Text shown:
::::::

A mountain of rain-loosened garbage collapsed and burst into flames today at Manila’s biggest dump, flattening squatters’ shanties and killing 31 people, officials said.
Some 29 other people were injured and at least 68 remained missing late today, Red Cross spokeswoman Tess Usapdin said. The victims were poor people who earn a living by scavenging garbage in the Payatas dump.
The wall of garbage buried an area of squatter houses about the size of four basketball courts. About 100 houses were covered, Quezon City Mayor Ismael Mathay said.
About 780 people were taken to an evacuation center at city hall, Mathay said.
Rescuers dug through the wall of rotting garbage late into the night, but were hampered by the stench and lack of equipment, including adequate lighting, she said.
Loved Ones Buried
One scavenger, Gloria Alano, sobbed and yelled at rescuers using a heavy bulldozer on a heap of garbage to search for survivors and bodies.
“Backhoe, use only backhoes, not bulldozers, I want to get the bodies of my loved ones,” she cried. Her husband and three children were buried under the tons of garbage.
After collapsing onto the shanties, the wall of garbage burst into flames, engulfing the area. Residents said the debris may have been ignited by fallen power cables or stoves being used in huts covered by the garbage.
Portions of the Payatas dump in Quezon City, the largest in metropolitan Manila, often smolder from the spontaneous combustion of rotting garbage.

::::::

What is expected: Name each person identified by name in the article on the Payatas dump collapse, along with the role the article gives that person.

Material:

::::::

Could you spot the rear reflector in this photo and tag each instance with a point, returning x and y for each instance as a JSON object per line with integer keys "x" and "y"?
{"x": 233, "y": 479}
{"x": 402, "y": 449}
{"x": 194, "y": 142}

::::::

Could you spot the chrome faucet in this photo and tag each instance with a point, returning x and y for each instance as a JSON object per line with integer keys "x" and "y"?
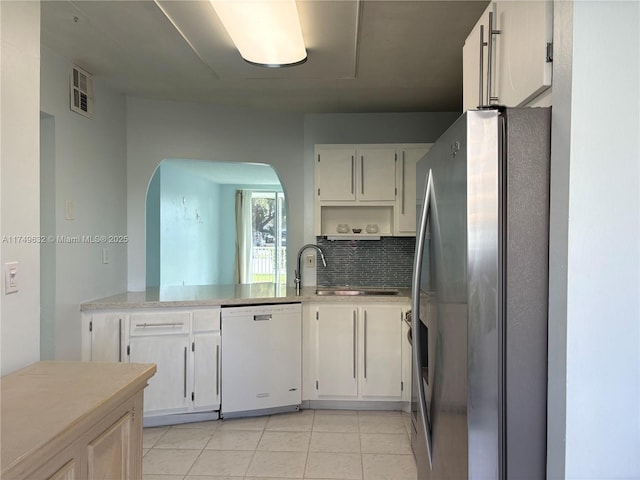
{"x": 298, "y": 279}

::::::

Task result:
- Tess Usapdin: Red Cross spokeswoman
- Ismael Mathay: Quezon City Mayor
- Gloria Alano: scavenger